• **Exercise details**: Change "box coordinates" to "pixel coordinates" in the entries, leaving everything else as it is, and give back only the lines that begin at the one containing "I'd like to know where the rolled" and stop after the one containing "[229,221,277,318]".

• **Records supplied**:
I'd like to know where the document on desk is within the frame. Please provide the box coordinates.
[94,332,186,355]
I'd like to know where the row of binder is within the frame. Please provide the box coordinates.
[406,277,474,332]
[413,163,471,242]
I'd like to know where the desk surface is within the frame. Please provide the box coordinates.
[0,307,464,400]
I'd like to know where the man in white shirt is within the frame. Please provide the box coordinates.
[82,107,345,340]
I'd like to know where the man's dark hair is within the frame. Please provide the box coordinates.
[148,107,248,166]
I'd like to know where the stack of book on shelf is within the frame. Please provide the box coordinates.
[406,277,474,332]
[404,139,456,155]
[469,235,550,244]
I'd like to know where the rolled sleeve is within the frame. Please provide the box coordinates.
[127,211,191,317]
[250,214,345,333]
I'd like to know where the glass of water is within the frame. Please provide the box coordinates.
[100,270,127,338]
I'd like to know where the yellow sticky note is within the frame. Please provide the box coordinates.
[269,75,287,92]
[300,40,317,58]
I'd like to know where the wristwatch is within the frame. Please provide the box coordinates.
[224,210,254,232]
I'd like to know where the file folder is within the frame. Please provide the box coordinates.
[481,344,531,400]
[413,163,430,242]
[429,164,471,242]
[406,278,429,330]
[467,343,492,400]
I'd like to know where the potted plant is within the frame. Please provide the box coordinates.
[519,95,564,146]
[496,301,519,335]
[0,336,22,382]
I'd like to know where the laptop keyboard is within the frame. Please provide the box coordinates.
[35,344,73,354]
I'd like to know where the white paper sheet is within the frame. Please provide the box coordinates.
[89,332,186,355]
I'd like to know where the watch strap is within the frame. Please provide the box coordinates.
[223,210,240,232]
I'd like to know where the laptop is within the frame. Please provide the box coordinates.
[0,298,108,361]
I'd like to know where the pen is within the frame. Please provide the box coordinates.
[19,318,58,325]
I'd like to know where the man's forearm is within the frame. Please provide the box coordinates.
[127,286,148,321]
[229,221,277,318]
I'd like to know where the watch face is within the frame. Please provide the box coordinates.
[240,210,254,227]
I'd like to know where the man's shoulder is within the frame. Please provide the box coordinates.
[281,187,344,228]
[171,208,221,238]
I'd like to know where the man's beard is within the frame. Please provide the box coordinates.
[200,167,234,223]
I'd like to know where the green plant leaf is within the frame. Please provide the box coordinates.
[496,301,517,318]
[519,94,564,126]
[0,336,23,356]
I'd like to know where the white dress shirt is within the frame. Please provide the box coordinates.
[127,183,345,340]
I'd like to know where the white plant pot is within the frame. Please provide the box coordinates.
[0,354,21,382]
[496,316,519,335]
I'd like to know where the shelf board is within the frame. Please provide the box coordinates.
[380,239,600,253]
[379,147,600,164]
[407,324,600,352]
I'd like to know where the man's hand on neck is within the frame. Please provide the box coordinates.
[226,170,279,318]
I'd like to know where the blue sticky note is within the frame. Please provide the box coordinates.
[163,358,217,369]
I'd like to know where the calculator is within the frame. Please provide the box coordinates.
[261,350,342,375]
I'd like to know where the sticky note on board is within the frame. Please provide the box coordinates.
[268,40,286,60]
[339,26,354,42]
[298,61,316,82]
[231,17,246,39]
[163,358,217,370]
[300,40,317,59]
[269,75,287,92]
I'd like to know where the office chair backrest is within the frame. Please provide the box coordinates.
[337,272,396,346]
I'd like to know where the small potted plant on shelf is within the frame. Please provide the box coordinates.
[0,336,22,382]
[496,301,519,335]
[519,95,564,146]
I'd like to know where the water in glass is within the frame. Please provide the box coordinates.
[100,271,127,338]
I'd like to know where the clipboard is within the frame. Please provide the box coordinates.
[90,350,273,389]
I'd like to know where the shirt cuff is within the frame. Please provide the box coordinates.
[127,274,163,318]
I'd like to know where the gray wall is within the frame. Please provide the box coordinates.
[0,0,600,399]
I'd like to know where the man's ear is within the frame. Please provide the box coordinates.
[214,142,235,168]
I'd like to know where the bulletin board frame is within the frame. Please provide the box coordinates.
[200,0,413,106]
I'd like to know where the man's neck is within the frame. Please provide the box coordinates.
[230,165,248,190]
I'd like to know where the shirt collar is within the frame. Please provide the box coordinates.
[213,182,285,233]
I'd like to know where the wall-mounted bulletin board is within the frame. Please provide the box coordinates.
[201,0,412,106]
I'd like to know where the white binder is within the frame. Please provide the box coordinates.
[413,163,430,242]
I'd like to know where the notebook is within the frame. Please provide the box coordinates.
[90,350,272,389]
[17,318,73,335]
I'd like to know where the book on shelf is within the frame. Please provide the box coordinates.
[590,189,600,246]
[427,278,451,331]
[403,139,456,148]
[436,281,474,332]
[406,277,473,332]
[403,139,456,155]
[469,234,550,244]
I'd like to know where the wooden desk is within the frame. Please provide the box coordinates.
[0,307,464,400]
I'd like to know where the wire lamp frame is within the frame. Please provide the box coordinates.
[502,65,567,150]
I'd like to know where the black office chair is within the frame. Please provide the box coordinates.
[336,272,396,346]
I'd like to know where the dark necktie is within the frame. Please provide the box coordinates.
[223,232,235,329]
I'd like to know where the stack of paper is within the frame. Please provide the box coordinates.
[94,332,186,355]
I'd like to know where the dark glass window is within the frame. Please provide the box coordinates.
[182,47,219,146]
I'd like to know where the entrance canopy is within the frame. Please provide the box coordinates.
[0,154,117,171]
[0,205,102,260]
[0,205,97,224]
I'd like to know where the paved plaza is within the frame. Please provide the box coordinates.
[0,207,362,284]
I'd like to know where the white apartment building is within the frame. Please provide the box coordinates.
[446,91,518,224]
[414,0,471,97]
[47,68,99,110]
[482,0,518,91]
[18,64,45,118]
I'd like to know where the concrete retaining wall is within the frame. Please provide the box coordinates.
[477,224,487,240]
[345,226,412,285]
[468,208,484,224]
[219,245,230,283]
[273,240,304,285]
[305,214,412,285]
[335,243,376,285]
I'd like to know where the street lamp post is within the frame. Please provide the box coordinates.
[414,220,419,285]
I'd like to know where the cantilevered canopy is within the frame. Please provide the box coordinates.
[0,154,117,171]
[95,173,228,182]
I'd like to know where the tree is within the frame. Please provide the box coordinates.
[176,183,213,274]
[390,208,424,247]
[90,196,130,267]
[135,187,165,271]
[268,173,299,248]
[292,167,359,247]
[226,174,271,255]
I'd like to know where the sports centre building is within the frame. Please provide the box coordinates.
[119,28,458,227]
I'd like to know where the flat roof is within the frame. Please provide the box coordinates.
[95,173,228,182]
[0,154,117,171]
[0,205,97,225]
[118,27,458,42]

• **Correct output**:
I'd like to know where the rolled sleeve is within the frame. Please provide the pixel coordinates.
[127,211,191,317]
[250,214,345,333]
I'd like to know where the glass of water is within the frame. Please provide the pixel coordinates.
[100,270,127,338]
I'd like to know where the yellow sticky note is within the frame. Please provide the pixel coordinates.
[269,75,287,92]
[300,40,317,58]
I'd like to know where the wristwatch is within the frame. Please provide the pixel coordinates.
[224,210,254,232]
I'd like to know where the file folder is within the frame. Please provide the pixel coordinates.
[481,344,531,400]
[413,163,430,242]
[429,164,471,242]
[406,278,429,330]
[467,343,492,400]
I'd like to know where the potted plant is within the frame. Please provide the pixel coordinates.
[519,95,564,146]
[496,301,519,335]
[0,336,22,382]
I'd like to know where the laptop keyboard is within the frame. Please provide the pixel coordinates.
[35,344,73,354]
I'd like to know where the white paper sheet is within the frame. Please provide the pixel coordinates.
[89,332,186,355]
I'd like to know where the watch strap is within the frame. Please provide the pixel coordinates.
[223,210,240,232]
I'd like to know where the laptop is within the frame. Please provide the pixel coordinates.
[0,298,108,361]
I'd like to know where the pen is within the frame. Please provide the pixel coordinates.
[19,318,58,325]
I'd like to know where the man's forearm is within the frame. Please provide the pixel coordinates.
[127,286,148,321]
[229,221,277,318]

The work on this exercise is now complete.